Exercise
Find the word "locate" in the records below. List each line containing it.

*** Block opens ***

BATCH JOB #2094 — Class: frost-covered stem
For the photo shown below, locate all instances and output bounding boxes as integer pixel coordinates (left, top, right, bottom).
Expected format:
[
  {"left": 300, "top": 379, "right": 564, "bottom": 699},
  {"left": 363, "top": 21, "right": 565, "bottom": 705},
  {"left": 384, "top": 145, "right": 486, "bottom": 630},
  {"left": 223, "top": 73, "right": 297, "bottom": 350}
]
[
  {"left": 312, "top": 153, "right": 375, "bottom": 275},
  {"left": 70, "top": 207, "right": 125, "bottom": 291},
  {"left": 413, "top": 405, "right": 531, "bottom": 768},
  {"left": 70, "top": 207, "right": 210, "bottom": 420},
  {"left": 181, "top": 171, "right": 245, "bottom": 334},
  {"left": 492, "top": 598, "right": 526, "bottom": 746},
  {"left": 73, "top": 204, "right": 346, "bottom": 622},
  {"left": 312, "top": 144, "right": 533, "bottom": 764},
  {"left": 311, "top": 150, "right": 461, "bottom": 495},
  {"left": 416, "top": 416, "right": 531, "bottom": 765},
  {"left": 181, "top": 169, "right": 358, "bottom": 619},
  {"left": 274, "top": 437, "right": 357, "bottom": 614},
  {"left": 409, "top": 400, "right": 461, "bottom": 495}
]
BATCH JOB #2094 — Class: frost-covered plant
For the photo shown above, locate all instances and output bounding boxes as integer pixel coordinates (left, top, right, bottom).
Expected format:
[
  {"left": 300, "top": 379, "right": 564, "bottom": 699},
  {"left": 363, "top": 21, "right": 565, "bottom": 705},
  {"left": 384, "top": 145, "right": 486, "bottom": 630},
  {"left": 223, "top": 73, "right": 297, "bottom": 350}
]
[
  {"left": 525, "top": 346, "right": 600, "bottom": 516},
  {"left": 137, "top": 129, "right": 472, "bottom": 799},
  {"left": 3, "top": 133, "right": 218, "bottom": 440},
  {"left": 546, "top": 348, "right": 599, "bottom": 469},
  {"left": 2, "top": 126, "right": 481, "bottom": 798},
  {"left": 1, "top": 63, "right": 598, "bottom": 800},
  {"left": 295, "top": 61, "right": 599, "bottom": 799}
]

*** Block closes ***

Solution to the exercise
For the photo shown below, locate all instances and output bounding boxes as integer pixel coordinates (left, top, right, bottom).
For the photo shown above, locate all instances and output bounding boxes as integer pixel coordinates (left, top, right, bottom).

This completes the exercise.